--- start of PASSAGE TO READ ---

3D Printer Gift Guide: What to Buy a Maker Under $100 (2026)

3D Printer Gift Guide: What to Buy a Maker Under 0 (2026)

Buying a gift for someone who 3D prints is one of those situations where you either nail it or buy something they already have. The good news: the 3D printing hobby has a long list of useful, affordable consumables and upgrades that every maker needs — and most cost well under $100.

This guide is organized by skill level and budget, so you can find the right gift whether you’re shopping for someone who just unboxed their first printer or a seasoned maker who’s been printing for years.

Target budget: everything here is $100 or under.


Quick Gift Picks at a Glance

Gift Price Best For Skill Level
PLA Filament 1kg Spool ~$20 The go-to consumable All levels
Multi-Color Filament Pack (5 spools) ~$75 Colorful experiments All levels
Digital Calipers ~$15 Precision measuring Beginner+
Nozzle Upgrade Kit ~$20–35 Better print quality Intermediate+
Filament Dry Box ~$25–40 Preventing moisture damage All levels
Belt Tensioner Kit (thesupdesk.com) $51.99 X-axis precision upgrade Experienced
Bed Adhesion Kit ~$15–25 Solving first-layer problems Beginner+
Mini Print Removal Tools ~$10–15 Safer print removal All levels

🎁 Stocking Stuffers: Under $25

These are the consumables and small tools that every maker burns through or always needs more of. Perfect for stockings, add-ons, or quick gifting.

PLA Filament, 1kg Spool (~$18–22)

You can’t go wrong with filament. PLA is the starter material — easy to print, low warp, works on almost every FDM printer without enclosure requirements. One kilogram gives a hobbyist dozens of prints.

Best color picks for gifting: Black, white, and grey are workhorses. A fun accent color (red, orange, translucent blue) makes a more exciting gift.

Buy: Hatchbox, Polymaker, or eSUN are the go-to brands. All available on Amazon for ~$18–22/spool.

Best for: Anyone with an FDM printer. Universal gift that never goes to waste.


Nozzle Cleaning Kit / Nozzle Set (~$10–20)

Nozzles clog. It’s a fact of 3D printing life. A spare set of brass nozzles (0.4mm standard plus some 0.2mm and 0.6mm for variety) is the kind of practical gift that gets used constantly.

What to buy: Look for MK8-compatible nozzles if they have an Ender or similar. E3D V6-style nozzles for Prusa users.

--- end of PASSAGE TO READ ---
--- start of RECORDED DATA ---

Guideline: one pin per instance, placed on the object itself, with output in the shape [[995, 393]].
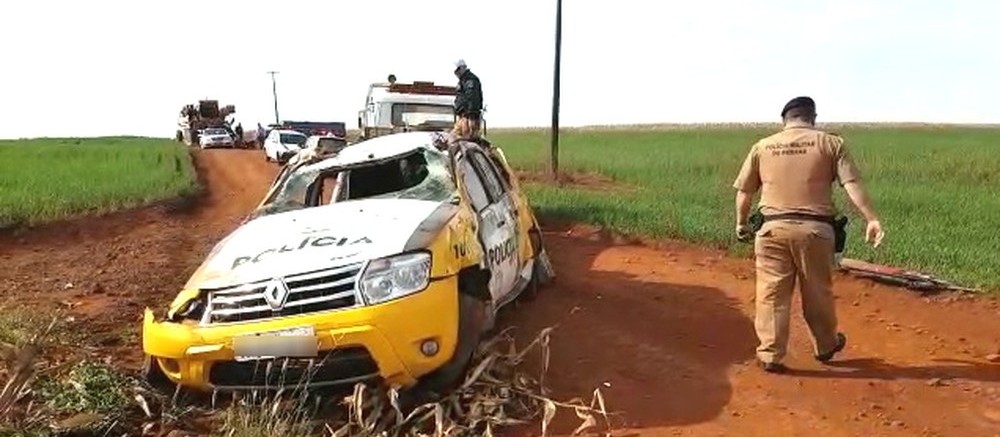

--- end of RECORDED DATA ---

## THE TASKS
[a] Which three brands does the 3D printer gift guide name as the go-to choices for PLA filament?
[b] Please extend the 3D printer gift guide, picking up right after its final sentence about nozzles for Prusa users.
The data stands apart from the 3D printer gift guide and is separate material.

## EXERCISE ANSWERS
[a] Hatchbox, Polymaker, and eSUN.

[b]
Bonus: Add a pack of acupuncture-style needle cleaners ($5) for clearing partial clogs. Cheap, effective, well-received.


Print Removal Spatulas / Scraper Set (~$10–15)

Flexible steel spatulas for removing prints from the bed are something you always want more of. They bend, they get lost, they’re constantly in use. A 3-pack or 5-pack set is a genuinely useful gift.

Also useful: The dental pick style tools for removing support structures. Look for “3D print removal tool set” — typically $10–12 for a multi-piece kit.


Glue Stick or Magigoo Bed Adhesion (~$8–18)

First layer adhesion is the perennial struggle of 3D printing. A jumbo Elmer’s glue stick ($3) is the classic hack, but a proper Magigoo or 3DLac spray ($12–18) is a legitimate upgrade that beginners appreciate.


🛠️ For Beginners: $25–$75

These gifts solve real beginner problems. If you’re gifting someone who just started printing or got a printer as a gift themselves, these are the upgrades that make the difference between frustration and success.

Digital Calipers (~$15–25)

Every maker needs calipers. Without them, you’re guessing on dimensions — which means parts that don’t fit, tolerances you can’t verify, and custom designs that need 5 re-prints to get right.

A 0.01mm resolution digital caliper is the standard. The iGaging or Neiko options on Amazon run $15–20 and are fully adequate. This is a gift that gets used almost every print session.

Best for: Makers who design their own parts or print things that need to fit together precisely.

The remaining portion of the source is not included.